# TASK GOAL
Please set down, exactly, the line with "If you could locate the player's shorts" and all lines that follow it through the end of the records below.

■ ■ ■ ■ ■ ■ ■

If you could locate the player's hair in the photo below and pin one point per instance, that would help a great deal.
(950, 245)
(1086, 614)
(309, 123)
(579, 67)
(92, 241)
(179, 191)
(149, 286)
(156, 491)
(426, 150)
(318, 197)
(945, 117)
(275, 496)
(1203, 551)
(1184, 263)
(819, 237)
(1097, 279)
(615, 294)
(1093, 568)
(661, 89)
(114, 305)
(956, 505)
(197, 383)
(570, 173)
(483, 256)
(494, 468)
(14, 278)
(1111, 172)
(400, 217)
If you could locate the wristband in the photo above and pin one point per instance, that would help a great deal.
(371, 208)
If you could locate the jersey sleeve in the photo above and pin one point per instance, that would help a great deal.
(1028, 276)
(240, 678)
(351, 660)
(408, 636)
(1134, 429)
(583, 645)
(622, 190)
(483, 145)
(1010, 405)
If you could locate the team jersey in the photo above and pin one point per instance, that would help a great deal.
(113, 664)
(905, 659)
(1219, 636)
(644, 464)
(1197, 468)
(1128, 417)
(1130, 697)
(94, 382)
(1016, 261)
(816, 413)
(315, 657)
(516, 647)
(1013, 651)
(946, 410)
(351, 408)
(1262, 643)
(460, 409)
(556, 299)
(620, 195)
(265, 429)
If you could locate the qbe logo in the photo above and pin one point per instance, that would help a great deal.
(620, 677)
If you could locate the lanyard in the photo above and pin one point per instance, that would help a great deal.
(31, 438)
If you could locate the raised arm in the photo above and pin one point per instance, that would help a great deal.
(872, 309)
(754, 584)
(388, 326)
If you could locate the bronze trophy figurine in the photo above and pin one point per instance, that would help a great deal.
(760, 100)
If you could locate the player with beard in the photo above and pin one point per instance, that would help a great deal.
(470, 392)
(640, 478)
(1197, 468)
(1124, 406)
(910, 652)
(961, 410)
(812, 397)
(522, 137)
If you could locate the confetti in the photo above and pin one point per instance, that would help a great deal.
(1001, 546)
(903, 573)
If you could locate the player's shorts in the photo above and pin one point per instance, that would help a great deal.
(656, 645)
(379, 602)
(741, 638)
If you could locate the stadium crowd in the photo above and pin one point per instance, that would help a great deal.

■ ■ ■ ■ ■ ■ ■

# ANSWER TO THE EXERCISE
If you could locate the player's shorts in the photo above and pin one point per instance, that would help a great deal.
(656, 645)
(379, 602)
(741, 638)
If you could locate the stadium crowd in the photo above and pin one point per instance, that would help a great deal.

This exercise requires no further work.